[Location labeling records]
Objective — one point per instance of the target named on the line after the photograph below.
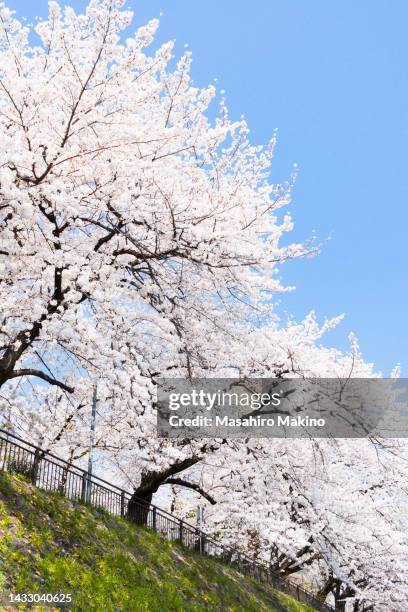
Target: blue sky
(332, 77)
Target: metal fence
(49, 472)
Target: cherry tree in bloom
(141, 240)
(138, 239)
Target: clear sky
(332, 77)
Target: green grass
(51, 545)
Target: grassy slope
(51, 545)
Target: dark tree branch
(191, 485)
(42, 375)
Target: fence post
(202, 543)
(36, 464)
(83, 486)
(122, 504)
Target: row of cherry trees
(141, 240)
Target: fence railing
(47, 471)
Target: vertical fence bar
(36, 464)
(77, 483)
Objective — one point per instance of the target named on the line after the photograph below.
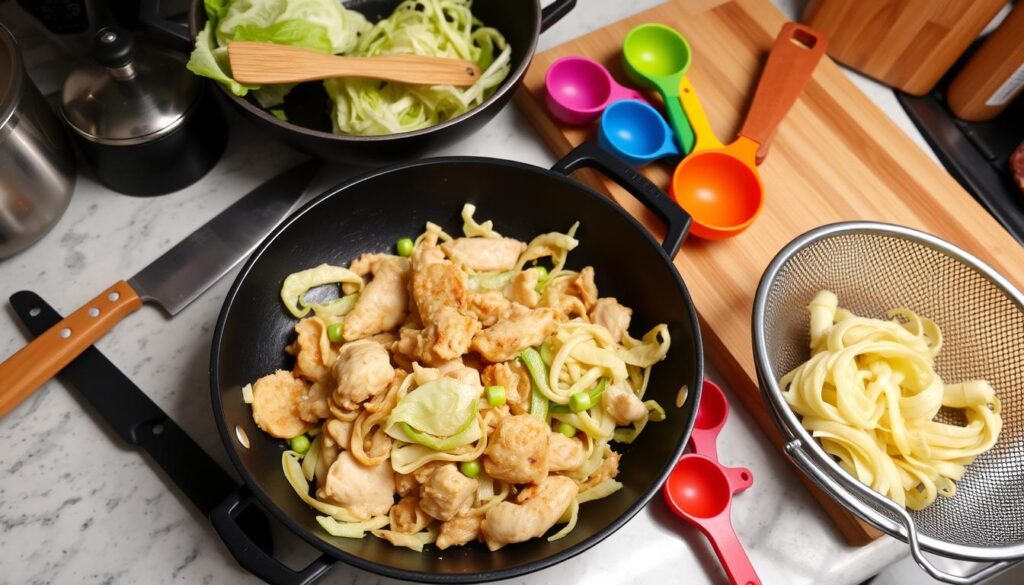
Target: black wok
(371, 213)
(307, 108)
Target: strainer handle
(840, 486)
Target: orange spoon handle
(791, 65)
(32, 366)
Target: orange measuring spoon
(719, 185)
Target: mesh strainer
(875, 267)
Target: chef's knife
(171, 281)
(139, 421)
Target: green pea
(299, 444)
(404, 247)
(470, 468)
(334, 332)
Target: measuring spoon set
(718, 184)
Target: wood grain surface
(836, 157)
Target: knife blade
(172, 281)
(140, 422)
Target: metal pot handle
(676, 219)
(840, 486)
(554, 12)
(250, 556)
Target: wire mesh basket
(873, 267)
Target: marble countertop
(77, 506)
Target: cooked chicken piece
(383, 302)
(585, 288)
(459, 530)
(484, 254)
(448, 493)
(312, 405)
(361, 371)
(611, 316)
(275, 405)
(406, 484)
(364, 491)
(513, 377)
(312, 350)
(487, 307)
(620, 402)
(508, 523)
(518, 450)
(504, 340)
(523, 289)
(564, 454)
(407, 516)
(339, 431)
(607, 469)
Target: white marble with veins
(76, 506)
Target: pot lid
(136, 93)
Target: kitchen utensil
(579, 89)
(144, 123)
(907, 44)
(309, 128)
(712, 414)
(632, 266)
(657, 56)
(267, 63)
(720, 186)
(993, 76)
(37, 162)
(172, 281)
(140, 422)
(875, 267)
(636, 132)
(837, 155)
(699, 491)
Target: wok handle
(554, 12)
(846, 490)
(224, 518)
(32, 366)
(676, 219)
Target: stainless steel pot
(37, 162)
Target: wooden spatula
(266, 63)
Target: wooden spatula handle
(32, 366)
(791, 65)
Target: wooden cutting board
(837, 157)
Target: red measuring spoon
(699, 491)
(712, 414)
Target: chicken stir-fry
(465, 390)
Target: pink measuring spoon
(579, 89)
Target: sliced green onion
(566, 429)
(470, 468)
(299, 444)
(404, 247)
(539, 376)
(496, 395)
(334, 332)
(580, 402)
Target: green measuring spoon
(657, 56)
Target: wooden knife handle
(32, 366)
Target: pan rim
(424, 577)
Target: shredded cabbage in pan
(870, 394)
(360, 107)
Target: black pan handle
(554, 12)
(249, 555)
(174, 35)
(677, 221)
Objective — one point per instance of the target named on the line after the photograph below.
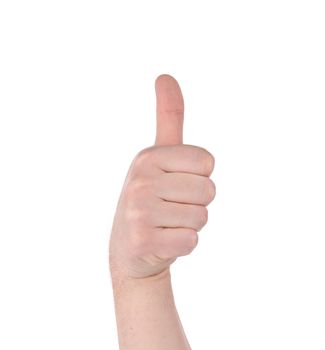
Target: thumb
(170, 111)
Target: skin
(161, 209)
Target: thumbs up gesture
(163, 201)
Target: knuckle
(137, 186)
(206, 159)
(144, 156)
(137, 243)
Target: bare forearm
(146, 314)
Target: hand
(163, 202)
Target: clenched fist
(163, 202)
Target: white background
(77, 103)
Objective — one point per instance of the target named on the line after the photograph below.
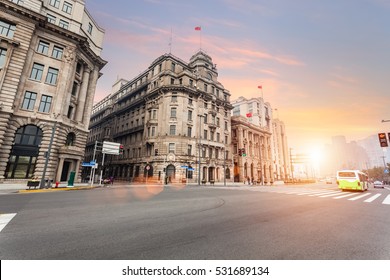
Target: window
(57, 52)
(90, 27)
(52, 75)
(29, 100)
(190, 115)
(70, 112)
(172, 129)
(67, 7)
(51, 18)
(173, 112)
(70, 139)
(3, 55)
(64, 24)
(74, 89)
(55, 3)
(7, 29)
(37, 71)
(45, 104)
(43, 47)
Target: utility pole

==

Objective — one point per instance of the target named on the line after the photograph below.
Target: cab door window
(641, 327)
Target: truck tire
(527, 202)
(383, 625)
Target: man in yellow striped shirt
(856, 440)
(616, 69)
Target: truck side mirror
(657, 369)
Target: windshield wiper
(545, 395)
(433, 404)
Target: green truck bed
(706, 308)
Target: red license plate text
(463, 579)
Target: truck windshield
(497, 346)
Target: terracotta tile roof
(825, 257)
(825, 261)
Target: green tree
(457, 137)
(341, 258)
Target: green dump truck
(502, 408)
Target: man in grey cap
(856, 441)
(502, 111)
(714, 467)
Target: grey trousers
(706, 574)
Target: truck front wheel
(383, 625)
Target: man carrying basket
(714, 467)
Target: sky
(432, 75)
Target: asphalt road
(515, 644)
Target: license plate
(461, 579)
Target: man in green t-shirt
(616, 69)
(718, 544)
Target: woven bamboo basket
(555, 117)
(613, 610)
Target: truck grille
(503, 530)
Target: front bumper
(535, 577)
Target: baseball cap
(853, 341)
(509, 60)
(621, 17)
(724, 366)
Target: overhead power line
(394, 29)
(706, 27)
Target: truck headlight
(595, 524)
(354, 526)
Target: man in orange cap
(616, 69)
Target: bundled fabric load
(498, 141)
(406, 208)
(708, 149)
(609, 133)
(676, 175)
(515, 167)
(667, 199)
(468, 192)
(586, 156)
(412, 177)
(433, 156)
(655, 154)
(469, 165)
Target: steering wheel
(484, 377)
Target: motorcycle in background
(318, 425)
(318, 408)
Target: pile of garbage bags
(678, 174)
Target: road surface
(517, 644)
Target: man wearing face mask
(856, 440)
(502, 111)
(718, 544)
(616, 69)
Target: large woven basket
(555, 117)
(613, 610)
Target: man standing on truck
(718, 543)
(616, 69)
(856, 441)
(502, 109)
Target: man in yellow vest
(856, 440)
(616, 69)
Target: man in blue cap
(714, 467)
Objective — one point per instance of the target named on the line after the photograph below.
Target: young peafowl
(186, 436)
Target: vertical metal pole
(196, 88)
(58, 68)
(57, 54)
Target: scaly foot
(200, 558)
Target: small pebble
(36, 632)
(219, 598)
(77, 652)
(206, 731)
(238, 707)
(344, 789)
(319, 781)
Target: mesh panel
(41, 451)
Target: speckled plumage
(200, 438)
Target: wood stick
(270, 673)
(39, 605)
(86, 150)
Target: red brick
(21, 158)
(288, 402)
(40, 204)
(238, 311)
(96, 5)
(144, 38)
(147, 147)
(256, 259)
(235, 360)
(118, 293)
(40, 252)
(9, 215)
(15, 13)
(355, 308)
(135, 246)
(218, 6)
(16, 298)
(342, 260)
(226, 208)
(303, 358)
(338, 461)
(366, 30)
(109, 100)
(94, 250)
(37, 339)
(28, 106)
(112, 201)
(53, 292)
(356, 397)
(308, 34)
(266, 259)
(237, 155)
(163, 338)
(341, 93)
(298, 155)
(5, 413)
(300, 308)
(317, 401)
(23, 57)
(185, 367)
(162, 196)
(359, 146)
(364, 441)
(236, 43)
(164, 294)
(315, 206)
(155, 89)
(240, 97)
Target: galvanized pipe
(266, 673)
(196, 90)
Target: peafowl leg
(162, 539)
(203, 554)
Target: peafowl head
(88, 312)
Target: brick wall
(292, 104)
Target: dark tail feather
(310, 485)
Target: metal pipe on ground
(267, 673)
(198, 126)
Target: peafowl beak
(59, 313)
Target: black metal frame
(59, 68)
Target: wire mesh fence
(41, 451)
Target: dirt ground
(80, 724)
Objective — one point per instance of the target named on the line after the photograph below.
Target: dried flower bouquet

--

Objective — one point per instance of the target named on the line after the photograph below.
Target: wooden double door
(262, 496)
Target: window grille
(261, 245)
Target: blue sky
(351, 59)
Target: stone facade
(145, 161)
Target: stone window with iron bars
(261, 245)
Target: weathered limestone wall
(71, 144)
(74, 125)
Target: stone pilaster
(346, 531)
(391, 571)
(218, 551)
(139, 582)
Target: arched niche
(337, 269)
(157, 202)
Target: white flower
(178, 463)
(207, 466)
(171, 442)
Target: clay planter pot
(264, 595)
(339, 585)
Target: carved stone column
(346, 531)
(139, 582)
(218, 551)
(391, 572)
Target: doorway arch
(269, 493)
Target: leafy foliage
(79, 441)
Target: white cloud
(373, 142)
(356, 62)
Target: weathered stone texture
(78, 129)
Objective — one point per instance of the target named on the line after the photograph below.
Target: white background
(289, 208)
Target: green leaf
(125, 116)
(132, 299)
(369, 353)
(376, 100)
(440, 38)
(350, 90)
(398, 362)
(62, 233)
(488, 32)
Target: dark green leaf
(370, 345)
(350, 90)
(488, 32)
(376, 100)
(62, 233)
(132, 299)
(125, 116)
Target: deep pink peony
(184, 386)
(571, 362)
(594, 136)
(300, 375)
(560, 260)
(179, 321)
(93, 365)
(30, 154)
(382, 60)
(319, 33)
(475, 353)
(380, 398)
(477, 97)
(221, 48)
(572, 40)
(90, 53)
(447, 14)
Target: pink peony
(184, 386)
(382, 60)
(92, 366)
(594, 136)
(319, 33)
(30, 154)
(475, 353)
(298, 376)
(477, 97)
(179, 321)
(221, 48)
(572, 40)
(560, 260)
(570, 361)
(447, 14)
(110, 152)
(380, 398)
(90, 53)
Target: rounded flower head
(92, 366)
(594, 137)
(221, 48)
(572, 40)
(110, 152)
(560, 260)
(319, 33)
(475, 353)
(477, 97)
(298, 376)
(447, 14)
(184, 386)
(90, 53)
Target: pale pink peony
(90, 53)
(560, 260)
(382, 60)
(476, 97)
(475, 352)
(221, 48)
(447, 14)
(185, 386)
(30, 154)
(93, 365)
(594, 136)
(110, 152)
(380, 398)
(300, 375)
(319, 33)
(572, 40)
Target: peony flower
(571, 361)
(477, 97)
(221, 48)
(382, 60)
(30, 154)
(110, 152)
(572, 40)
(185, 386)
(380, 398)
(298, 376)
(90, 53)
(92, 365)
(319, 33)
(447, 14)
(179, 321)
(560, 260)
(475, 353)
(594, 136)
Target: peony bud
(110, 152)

• Written task: Starting at the line of the material that contains "Target: pan rim" and stopping after the line that contains "Target: utility pole", rewrite each line and raise every coordinate in the answer points by 85. Leave the pictures out.

• Written answer:
Target: pan rim
(509, 662)
Target: shredded cabbage in pan
(955, 479)
(445, 192)
Target: black pan handle
(639, 97)
(334, 640)
(259, 120)
(762, 306)
Objective — one point per instance of the target named on the line after the photograph below.
Target: thumb
(255, 196)
Target: skin
(246, 294)
Target: thumbs up gesture
(248, 286)
Target: knuckle
(222, 271)
(291, 244)
(229, 241)
(222, 328)
Target: bare forearm
(231, 399)
Target: hand
(248, 287)
Target: clenched fist
(248, 287)
Target: white background
(162, 188)
Objective — one point per instance of the target named on the line after the photograph below.
Target: window
(142, 137)
(175, 112)
(137, 160)
(114, 185)
(275, 200)
(155, 197)
(257, 214)
(152, 92)
(136, 103)
(258, 197)
(155, 224)
(88, 140)
(149, 109)
(159, 174)
(140, 88)
(92, 114)
(122, 156)
(130, 189)
(128, 132)
Target: utility pole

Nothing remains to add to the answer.